━━━━━ Supplied passage ━━━━━

Market Implications and What's Coming

The market is starting to organize around runtimes—the environments where artifacts get executed or rendered. Browser for HTML/CSS, SVG renderers for vectors, Lottie players for motion graphics, Blender or game engines for 3D scenes, simulators for articulated assets. Each runtime creates a different wedge with its own source representation, feedback loop, and production workflow. The implications are significant: renderers become feedback environments where agents test and improve their work, similar to how coding agents leverage sandboxes today. The quality of iteration context becomes more important than ever—the model needs to know not just that something looks wrong, but which part of the source to change. Small errors in structure, rendering, or feedback can compound quickly across iterations.

━━━━━ Material supplied ━━━━━

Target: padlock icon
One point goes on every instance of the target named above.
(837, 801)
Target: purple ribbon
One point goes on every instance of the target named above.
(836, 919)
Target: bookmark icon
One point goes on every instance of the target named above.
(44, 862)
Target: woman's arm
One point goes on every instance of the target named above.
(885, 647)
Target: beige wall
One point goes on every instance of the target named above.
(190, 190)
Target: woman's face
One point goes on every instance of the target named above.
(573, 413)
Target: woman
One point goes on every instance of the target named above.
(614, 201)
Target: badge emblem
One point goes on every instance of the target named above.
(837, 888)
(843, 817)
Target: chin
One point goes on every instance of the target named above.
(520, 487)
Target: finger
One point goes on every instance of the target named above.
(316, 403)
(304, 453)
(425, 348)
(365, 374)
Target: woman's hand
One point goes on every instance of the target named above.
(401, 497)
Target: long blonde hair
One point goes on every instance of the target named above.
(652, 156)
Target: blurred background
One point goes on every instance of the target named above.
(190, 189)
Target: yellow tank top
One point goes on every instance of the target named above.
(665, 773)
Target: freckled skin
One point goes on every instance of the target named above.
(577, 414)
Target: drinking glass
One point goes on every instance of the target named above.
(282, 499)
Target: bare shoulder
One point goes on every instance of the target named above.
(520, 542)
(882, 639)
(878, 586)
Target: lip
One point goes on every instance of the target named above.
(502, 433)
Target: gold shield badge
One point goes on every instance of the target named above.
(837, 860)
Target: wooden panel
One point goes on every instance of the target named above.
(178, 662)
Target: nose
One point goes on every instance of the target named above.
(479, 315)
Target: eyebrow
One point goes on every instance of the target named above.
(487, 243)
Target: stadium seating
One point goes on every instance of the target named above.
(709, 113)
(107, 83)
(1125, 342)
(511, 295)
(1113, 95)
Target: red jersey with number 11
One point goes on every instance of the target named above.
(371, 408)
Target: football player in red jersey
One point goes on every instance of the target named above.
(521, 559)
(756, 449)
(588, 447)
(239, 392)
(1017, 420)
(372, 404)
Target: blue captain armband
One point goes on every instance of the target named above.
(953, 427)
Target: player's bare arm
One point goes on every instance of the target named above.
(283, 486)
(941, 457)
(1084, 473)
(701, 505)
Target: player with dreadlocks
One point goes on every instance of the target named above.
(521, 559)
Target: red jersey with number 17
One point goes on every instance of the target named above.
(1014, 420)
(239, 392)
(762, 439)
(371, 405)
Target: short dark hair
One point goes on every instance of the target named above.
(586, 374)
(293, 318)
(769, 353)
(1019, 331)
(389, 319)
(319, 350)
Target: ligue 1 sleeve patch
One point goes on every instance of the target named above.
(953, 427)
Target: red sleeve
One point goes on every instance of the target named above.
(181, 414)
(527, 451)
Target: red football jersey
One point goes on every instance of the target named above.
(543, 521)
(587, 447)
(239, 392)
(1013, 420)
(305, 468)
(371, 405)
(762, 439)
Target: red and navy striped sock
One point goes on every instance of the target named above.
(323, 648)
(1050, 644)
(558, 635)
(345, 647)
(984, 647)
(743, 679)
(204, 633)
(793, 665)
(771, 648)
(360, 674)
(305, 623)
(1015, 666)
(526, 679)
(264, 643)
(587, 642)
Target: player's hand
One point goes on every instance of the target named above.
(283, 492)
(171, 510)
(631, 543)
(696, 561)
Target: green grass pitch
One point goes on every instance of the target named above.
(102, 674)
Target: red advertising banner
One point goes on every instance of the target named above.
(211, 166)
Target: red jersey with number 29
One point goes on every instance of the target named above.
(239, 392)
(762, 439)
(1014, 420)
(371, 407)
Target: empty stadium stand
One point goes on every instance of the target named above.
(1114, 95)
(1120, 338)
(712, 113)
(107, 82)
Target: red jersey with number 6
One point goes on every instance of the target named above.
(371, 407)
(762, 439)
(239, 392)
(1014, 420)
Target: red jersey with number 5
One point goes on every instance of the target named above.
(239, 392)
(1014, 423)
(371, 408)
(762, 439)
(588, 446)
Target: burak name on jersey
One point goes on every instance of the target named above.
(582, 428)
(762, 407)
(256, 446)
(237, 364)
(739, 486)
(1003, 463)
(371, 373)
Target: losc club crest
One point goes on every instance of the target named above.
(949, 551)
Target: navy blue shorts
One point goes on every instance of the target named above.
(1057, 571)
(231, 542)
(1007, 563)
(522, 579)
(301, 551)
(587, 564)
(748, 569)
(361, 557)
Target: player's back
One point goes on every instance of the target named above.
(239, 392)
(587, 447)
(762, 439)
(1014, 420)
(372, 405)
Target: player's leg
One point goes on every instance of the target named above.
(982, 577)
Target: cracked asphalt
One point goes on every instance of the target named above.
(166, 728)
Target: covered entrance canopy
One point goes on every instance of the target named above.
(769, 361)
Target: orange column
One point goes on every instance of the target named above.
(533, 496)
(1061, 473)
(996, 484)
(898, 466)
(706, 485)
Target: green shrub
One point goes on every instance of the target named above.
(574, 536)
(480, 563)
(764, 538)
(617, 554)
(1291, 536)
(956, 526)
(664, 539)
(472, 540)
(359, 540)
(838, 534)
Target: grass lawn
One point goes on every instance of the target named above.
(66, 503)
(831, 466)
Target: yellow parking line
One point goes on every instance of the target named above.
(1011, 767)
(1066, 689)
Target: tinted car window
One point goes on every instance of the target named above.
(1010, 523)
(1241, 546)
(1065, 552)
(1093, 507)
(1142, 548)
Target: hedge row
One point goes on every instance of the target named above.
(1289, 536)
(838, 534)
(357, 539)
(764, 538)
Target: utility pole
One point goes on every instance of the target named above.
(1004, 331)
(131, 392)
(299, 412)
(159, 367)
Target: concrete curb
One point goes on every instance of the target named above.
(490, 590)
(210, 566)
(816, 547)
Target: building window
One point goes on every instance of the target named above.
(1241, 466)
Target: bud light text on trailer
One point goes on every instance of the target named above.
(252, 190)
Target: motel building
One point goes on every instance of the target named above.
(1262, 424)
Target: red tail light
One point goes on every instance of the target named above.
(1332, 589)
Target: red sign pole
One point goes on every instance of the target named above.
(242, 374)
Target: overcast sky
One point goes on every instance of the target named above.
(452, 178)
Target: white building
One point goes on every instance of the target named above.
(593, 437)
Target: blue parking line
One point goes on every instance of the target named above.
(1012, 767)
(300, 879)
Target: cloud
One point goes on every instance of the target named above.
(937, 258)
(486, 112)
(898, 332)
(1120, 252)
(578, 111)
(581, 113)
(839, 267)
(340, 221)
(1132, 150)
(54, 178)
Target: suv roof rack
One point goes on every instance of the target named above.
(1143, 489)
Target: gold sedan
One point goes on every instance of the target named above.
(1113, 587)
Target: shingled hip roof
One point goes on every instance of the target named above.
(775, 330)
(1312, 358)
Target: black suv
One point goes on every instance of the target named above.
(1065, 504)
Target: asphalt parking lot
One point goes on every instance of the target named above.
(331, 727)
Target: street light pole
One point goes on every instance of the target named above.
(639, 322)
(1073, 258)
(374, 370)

━━━━━

• _Instructions_
[1] Answer these from the runtimes passage, one per line:
(a) Which runtimes does it name for 3D scenes?
(b) What does it say renderers become?
(c) Besides knowing that something looks wrong, what else does the model need to know?
[2] Write out the part of the runtimes passage starting at "The market is" and ending at "quickly across iterations.".
[3] Why does the runtimes passage say the quality of iteration context matters more than ever?

• _Solutions in order_
[1]
(a) Blender or game engines.
(b) Feedback environments where agents test and improve their work.
(c) Which part of the source to change.

[2]
The market is starting to organize around runtimes—the environments where artifacts get executed or rendered. Browser for HTML/CSS, SVG renderers for vectors, Lottie players for motion graphics, Blender or game engines for 3D scenes, simulators for articulated assets. Each runtime creates a different wedge with its own source representation, feedback loop, and production workflow. The implications are significant: renderers become feedback environments where agents test and improve their work, similar to how coding agents leverage sandboxes today. The quality of iteration context becomes more important than ever—the model needs to know not just that something looks wrong, but which part of the source to change. Small errors in structure, rendering, or feedback can compound quickly across iterations.

[3] The model has to know not only that something looks wrong but also which part of the source to change.